Data extracted from a collection
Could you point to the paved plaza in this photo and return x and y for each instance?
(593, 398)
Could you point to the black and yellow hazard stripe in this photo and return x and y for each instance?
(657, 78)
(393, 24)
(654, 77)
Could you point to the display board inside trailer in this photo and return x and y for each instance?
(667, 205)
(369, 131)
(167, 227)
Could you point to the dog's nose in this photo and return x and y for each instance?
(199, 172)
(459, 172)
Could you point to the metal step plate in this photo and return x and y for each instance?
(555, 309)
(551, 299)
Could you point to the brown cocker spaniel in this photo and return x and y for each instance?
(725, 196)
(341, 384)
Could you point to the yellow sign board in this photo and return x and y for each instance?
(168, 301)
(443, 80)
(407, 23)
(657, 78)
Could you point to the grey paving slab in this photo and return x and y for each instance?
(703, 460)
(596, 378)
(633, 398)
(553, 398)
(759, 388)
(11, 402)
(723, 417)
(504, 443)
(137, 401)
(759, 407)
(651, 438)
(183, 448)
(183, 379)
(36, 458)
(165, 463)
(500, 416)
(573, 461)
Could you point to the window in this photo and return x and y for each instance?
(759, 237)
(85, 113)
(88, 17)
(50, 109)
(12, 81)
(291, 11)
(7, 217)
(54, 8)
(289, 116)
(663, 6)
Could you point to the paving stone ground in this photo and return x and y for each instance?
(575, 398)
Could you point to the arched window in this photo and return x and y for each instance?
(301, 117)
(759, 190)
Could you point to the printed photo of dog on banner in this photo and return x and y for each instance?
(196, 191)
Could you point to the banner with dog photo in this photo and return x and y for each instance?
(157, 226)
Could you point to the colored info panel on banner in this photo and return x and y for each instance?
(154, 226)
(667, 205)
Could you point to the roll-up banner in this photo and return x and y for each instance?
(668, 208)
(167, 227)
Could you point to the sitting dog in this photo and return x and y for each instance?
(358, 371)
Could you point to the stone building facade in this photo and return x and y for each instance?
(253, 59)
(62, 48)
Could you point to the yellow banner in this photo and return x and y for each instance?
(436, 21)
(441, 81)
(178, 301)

WHAT YOU SHOULD DO.
Go to the line holding "Could you point to the printed" in the entries above and return it, along with every line after it, exactly as written.

EXERCISE RESPONSE.
Could you point to the printed photo of dog on banner in this photo and return x and y for each instance?
(196, 191)
Could you point to the banner with dog photo in this photo and return x and y for each instance?
(157, 226)
Could you point to the colored info panel on banner in this photo and return x and y for each instance?
(154, 226)
(667, 205)
Could you point to the roll-up banner in this photo and return x and y for each instance?
(668, 208)
(167, 227)
Could you point to the sitting dog in this photo and return x and y for each instance?
(358, 371)
Could you point to the stone building facade in this photo and return x and y for each instance?
(253, 59)
(62, 48)
Could you point to the yellow banner in this photo and return x and y for each instance?
(436, 21)
(441, 81)
(178, 301)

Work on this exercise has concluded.